**Aim of the task**
The required output is the complete data, repeated without alteration.

**Data shown**
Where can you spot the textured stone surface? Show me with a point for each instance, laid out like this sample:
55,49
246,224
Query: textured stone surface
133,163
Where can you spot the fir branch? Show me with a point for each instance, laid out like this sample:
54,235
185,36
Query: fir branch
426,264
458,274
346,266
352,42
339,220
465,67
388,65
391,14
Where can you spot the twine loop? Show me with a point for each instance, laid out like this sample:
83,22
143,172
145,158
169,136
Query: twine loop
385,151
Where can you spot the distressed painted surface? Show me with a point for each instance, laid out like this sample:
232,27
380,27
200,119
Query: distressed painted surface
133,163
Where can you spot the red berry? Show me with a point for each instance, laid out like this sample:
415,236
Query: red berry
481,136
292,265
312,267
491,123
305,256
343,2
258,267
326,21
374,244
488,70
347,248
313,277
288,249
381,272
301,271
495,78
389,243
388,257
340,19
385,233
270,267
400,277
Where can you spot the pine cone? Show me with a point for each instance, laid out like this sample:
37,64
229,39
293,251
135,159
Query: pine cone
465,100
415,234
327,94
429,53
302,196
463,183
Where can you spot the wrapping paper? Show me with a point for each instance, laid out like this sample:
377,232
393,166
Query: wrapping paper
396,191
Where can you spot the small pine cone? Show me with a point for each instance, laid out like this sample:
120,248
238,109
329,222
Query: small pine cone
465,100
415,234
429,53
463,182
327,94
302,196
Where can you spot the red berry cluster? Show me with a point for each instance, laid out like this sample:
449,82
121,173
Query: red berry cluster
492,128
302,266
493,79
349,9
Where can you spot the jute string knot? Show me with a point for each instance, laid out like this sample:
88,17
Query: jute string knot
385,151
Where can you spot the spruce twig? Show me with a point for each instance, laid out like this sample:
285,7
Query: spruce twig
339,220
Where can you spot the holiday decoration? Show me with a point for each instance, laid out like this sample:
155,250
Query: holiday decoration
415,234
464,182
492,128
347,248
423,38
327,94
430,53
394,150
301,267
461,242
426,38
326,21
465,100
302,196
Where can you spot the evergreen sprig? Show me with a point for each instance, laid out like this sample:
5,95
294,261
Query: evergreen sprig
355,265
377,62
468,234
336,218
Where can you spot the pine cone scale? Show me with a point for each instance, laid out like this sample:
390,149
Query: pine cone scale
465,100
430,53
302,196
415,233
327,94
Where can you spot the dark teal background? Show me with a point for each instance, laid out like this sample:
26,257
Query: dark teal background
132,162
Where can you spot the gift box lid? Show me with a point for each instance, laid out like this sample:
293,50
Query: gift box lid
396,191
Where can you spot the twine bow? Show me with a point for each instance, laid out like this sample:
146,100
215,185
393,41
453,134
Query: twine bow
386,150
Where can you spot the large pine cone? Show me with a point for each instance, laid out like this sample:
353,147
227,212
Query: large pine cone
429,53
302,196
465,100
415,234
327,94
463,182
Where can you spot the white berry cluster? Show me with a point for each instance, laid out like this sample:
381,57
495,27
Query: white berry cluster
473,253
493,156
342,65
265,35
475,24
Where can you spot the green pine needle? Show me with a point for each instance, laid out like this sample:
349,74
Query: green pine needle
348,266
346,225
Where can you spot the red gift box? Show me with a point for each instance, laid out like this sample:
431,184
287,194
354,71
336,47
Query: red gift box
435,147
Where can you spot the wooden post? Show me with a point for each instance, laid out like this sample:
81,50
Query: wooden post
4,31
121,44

**Result**
Where can you spot the textured stone surface? Show me with a point for each instance, laid out like this sample:
55,49
246,224
Query: textured stone surface
133,163
Where can you spot the fir branch? Show me with a point for each instance, laid out like this sample:
54,235
185,36
Query: fir branch
426,264
458,274
346,266
352,42
339,220
465,67
388,65
391,14
Where can you spot the twine loop? Show me with a point for each instance, laid out like this sample:
83,22
143,172
145,158
169,136
Query: twine loop
385,151
Where can you spot the distressed painted surface? Show me with a point for each instance, laid out like this sample:
232,27
380,27
200,119
Query: distressed painted surface
133,163
Where can you spot the red berry? Show me with a point for each instance, laid out like this sample:
415,236
Query: red berry
481,136
292,265
312,267
491,123
305,256
343,2
258,267
326,21
374,244
488,70
347,248
313,277
288,249
381,272
301,271
495,78
389,243
388,257
340,19
385,233
270,267
400,277
Where can you spot the pine cone? Show me with a point for each instance, laid out like this sample:
37,64
229,39
293,251
135,159
Query: pine cone
465,100
415,234
327,94
429,53
302,196
463,183
Where can you spot the wrapping paper? Show me with a point for each instance, laid out like this sample:
377,232
393,166
Query: wrapping paper
396,191
Where can you spot the small pine cone? Show me with a point for each instance, laid out like this sample:
120,248
238,109
329,222
Query: small pine cone
465,100
415,234
429,53
463,182
327,94
302,196
Where can you spot the red berry cluster? Show me with a point for each instance, laid out like this sample:
449,82
121,173
Query: red berry cluster
492,128
302,266
493,79
349,9
Where can you spot the jute string knot? Show me with a point for each instance, laid out like this sample:
88,17
Query: jute string knot
385,151
Where can you spot the spruce twig? Show me with a point for each instance, laid out like this sample:
285,7
Query: spruce twig
339,220
Where can you spot the holiday decoration? Show me with a point for each instance, laid out like this sample:
155,250
Query: holiday decoration
415,234
464,182
492,128
347,248
423,38
327,94
430,53
394,150
301,267
461,242
426,38
326,21
465,100
302,196
Where can you spot the evergreen sprig? Show me with a point for each instance, laid out like this sample:
5,95
294,261
Query: evergreen sprig
355,265
377,62
468,234
336,218
Where can you spot the pine cone scale? Show me with a point for each instance, laid out like this sample:
390,149
Query: pine cone scale
465,100
430,53
302,196
415,233
327,94
Where can you spot the dark teal background? Show me with a point for each instance, laid out like this sample:
26,257
Query: dark teal background
132,162
Where can you spot the gift box lid? Show me with a point for each instance, laid out like this sample:
293,50
Query: gift box lid
396,191
Where can you spot the twine bow? Show me with a point for each instance, laid out like this sample:
146,100
215,185
393,41
453,134
Query: twine bow
386,150
Where can you spot the large pine cone? Show me with a point for each instance, laid out like this sample:
353,147
227,212
Query: large pine cone
429,53
302,196
465,100
415,234
327,94
463,182
Where can you spot the white berry cluster? Show me with a point for each instance, laid out like this sample:
381,57
495,27
Query: white berry cluster
473,253
493,156
342,65
265,35
475,24
Where can you spot the green pine needle? Show me with a point for each instance, laid out like this sample:
349,74
Query: green pine needle
348,266
346,225
Where can you spot the red gift box? Show me with a point for each instance, laid out like this sample:
431,184
287,194
354,71
336,47
Query: red gift box
435,147
Where can you spot the wooden post? Show me with a point for each instance, laid out like this sample:
81,50
Query: wooden post
4,31
121,44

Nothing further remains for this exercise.